Exercise: Report all lines below with the word "emblem".

====== Supplied records ======

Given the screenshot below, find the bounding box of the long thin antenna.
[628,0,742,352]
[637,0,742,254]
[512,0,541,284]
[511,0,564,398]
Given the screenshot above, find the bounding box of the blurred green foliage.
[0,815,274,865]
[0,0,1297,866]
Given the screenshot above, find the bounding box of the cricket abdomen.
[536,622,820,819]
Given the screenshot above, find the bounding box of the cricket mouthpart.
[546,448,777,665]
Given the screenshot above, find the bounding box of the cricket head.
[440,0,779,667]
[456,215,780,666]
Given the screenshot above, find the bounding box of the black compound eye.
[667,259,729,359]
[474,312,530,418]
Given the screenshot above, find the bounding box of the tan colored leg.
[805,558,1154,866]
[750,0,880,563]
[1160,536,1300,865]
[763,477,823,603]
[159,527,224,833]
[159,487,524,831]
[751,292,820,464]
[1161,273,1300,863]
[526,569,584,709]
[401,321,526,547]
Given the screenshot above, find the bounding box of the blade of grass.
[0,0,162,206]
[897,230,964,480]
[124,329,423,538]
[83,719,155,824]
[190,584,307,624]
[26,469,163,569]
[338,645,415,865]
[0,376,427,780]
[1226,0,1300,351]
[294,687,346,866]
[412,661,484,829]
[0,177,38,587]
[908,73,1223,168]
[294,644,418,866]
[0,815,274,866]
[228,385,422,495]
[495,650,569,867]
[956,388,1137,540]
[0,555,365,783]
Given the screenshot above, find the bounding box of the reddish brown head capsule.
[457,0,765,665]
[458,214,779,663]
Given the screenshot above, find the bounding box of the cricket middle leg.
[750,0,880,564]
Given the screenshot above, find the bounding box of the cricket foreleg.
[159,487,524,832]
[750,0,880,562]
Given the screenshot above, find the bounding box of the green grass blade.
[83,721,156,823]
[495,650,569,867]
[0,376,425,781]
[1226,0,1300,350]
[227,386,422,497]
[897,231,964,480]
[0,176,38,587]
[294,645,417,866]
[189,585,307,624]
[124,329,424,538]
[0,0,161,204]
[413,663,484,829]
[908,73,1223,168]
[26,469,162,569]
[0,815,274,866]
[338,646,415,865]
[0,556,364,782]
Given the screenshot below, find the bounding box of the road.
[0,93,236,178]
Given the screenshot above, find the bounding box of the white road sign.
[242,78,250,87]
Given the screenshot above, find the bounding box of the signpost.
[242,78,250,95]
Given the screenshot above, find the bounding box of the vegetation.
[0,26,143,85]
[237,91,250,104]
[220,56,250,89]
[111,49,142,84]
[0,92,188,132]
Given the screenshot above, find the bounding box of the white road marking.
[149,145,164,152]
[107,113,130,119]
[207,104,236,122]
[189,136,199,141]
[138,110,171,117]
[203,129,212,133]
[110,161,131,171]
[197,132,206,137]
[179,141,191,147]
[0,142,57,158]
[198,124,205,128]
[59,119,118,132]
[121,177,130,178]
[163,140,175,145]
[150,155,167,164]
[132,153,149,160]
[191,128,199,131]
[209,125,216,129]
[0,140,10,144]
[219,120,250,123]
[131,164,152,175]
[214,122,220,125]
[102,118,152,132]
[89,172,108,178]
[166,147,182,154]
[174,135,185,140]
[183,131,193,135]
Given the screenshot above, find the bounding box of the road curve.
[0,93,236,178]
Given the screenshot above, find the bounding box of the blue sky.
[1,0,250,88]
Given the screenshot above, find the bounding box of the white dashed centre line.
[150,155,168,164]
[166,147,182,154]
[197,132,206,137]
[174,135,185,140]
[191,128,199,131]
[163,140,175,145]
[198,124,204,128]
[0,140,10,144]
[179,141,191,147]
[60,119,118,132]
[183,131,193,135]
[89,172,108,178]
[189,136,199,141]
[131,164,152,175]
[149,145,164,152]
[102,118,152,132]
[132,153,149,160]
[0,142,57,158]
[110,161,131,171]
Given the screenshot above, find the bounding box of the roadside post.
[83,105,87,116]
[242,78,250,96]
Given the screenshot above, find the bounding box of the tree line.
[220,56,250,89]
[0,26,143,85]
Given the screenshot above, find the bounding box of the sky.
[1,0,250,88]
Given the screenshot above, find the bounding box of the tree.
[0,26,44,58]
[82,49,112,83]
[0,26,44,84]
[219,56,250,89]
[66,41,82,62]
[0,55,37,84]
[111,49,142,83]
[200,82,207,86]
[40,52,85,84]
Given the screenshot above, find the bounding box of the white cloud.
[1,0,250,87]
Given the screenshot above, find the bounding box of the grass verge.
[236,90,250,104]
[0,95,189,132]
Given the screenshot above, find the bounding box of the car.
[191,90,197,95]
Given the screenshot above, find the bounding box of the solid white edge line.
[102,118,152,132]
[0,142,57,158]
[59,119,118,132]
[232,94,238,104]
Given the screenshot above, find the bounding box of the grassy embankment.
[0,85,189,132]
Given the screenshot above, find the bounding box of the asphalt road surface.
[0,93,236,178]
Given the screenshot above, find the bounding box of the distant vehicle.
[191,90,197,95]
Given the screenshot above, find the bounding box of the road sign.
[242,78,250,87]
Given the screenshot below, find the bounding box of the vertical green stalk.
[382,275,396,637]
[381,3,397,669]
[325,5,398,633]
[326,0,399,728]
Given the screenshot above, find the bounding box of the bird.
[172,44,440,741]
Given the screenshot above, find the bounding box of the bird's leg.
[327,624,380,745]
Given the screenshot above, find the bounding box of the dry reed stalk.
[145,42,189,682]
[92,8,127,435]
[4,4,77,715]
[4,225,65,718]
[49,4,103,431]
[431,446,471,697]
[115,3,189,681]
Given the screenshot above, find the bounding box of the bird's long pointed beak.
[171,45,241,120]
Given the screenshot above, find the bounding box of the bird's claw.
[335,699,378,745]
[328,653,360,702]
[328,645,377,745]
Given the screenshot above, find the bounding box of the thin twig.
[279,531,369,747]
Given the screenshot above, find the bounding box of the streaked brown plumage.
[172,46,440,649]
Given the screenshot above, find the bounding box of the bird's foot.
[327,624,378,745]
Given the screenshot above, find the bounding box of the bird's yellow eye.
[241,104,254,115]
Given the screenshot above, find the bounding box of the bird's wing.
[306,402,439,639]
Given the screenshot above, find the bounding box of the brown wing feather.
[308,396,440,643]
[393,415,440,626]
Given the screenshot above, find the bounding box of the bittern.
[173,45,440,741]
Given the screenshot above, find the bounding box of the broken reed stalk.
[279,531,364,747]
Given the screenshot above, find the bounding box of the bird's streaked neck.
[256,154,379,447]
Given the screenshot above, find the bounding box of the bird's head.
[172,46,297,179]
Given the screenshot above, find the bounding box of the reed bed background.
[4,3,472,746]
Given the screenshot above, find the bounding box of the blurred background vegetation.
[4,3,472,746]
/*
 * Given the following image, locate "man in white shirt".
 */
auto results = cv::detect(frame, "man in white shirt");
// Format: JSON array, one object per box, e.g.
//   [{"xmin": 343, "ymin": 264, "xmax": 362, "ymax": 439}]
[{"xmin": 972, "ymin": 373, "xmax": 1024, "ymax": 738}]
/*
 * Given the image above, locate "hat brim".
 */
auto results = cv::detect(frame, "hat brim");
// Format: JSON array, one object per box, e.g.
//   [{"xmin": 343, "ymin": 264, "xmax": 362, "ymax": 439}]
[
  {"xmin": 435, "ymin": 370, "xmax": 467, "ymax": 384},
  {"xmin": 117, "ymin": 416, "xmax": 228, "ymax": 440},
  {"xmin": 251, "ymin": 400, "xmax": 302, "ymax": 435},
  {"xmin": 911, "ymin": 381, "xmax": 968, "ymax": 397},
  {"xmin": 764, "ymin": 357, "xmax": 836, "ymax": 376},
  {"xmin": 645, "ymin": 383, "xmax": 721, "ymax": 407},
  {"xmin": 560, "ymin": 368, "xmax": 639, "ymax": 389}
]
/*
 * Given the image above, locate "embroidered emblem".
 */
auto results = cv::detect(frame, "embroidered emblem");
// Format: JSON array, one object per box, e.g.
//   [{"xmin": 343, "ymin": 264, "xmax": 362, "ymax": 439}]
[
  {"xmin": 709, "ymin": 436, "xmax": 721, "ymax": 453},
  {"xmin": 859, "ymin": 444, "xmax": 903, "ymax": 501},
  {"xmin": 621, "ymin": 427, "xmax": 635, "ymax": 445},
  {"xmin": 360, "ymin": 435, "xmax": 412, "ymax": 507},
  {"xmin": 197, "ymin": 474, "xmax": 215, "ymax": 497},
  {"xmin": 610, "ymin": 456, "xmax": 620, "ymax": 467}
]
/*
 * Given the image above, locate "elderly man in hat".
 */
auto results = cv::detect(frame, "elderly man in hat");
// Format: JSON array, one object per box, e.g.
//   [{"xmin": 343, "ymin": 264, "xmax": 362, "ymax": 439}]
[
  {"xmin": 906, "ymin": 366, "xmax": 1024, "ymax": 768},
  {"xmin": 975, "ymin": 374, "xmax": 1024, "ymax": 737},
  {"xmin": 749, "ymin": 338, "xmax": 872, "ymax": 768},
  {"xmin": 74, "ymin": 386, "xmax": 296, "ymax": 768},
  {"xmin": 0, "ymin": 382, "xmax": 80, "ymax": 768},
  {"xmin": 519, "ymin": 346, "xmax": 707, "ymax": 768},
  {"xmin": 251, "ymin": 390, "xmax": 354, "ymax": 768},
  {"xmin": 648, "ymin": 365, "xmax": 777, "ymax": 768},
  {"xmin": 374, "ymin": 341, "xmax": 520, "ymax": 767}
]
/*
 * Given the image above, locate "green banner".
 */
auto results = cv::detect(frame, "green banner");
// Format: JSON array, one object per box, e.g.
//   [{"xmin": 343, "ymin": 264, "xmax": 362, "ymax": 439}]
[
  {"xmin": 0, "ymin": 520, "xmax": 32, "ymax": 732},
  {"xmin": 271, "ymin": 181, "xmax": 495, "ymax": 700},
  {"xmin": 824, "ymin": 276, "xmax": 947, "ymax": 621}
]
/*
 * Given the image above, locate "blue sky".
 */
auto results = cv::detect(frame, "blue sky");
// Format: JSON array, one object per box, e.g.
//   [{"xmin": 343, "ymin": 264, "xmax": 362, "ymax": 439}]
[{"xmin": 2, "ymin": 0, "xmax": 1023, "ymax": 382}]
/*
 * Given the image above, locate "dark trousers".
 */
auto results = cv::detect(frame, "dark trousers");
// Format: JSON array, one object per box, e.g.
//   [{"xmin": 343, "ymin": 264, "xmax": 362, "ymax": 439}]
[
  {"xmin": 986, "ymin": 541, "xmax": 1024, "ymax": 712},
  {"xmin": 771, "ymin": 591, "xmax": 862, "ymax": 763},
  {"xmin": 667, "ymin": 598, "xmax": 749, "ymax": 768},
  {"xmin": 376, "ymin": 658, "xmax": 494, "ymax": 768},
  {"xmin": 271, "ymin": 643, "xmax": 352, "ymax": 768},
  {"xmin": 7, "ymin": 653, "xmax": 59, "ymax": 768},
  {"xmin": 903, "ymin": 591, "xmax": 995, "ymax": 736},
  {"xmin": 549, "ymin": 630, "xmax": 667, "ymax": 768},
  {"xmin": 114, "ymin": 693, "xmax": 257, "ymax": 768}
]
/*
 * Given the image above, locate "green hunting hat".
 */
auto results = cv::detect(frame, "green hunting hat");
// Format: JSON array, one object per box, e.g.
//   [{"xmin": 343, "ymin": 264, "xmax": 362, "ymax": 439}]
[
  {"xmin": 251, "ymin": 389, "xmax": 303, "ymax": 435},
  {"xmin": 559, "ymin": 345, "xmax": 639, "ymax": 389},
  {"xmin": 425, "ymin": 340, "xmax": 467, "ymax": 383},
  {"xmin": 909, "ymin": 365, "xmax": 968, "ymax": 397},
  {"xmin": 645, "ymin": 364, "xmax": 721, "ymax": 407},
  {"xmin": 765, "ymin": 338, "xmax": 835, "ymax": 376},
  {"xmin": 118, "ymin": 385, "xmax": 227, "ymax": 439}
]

======

Output of the exercise:
 * Given the image above, locate "embroidered emblem".
auto results = cv::detect(frame, "embroidered emblem");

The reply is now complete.